__TUGAS__.
Berdasarkan kutipan teks di bawah, apa inti kritik menurut pendapat Gilles Deleuze?

__KUTIPAN TEKS__.
--
Minggu, 28 September 2014

Sastra Bonsai



Sastra Bonsai



Setali dengan pendapat Gilles Deleuze dalam Nietzsche and Philosophy (1962) dalam soal kritik, bahwa inti kritik sebenarnya bukanlah pembenaran (bukan mencari siapa yang benar dan siapa yang salah), namun hanya merupakan cara pandang yang berbeda dalam merasakan. Pendek kata, kritik adalah sensibilitas lain. Maka tak heran jika kritik antara satu orang dengan yang lainnya bisa berbeda meski obyek yang menjadi sumber kritik satu sama. Karena sensibilitas tiap individu tentulah akan berbeda-beda tergantung pengalaman yang telah tertabung dalam otak dan hatinya.
--
__DATA TERSIMPAN__.
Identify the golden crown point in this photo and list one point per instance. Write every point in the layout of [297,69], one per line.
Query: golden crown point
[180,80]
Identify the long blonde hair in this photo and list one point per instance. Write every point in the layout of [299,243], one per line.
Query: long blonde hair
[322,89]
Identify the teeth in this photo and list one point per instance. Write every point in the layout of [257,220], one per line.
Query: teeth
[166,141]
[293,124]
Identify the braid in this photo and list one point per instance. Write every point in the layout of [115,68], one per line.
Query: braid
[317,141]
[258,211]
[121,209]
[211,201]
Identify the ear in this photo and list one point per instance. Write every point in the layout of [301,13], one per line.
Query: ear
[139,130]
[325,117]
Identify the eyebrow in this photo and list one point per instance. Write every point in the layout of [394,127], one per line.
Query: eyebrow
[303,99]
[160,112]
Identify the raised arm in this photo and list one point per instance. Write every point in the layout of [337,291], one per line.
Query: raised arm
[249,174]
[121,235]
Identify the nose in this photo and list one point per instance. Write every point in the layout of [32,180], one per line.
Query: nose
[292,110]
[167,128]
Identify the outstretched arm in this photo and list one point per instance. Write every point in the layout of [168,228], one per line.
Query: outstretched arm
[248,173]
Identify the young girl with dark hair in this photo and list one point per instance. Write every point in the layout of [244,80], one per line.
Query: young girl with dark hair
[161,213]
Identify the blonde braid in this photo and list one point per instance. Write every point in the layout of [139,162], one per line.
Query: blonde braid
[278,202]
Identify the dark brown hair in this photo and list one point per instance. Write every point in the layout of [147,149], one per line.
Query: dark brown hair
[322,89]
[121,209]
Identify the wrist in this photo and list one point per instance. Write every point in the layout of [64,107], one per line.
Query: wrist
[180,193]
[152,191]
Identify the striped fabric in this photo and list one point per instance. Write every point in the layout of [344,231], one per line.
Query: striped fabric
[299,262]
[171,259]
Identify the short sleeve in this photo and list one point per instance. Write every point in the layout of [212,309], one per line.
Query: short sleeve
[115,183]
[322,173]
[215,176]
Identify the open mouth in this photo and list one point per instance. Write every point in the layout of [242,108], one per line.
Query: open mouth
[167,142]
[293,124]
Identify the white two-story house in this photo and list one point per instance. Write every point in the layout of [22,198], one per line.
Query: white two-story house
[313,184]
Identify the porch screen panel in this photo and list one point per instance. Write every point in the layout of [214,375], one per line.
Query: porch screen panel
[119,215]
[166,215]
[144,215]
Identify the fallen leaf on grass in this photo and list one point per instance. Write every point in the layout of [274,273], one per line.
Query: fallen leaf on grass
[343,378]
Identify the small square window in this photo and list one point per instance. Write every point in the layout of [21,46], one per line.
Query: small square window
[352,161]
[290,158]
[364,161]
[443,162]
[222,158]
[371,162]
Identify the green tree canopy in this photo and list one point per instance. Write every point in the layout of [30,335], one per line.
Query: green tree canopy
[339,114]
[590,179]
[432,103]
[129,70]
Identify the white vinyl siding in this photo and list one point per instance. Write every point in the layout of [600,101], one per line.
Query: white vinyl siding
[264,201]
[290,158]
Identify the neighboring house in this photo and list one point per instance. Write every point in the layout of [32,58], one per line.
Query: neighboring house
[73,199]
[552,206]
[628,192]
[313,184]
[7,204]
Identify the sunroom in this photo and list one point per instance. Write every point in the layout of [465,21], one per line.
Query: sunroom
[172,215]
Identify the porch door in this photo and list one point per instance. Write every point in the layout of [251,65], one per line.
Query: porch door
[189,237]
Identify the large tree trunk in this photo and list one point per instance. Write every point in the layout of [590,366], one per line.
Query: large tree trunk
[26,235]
--
__JAWABAN LATIHAN__.
Inti kritik bukanlah pembenaran, melainkan cara pandang yang berbeda dalam merasakan.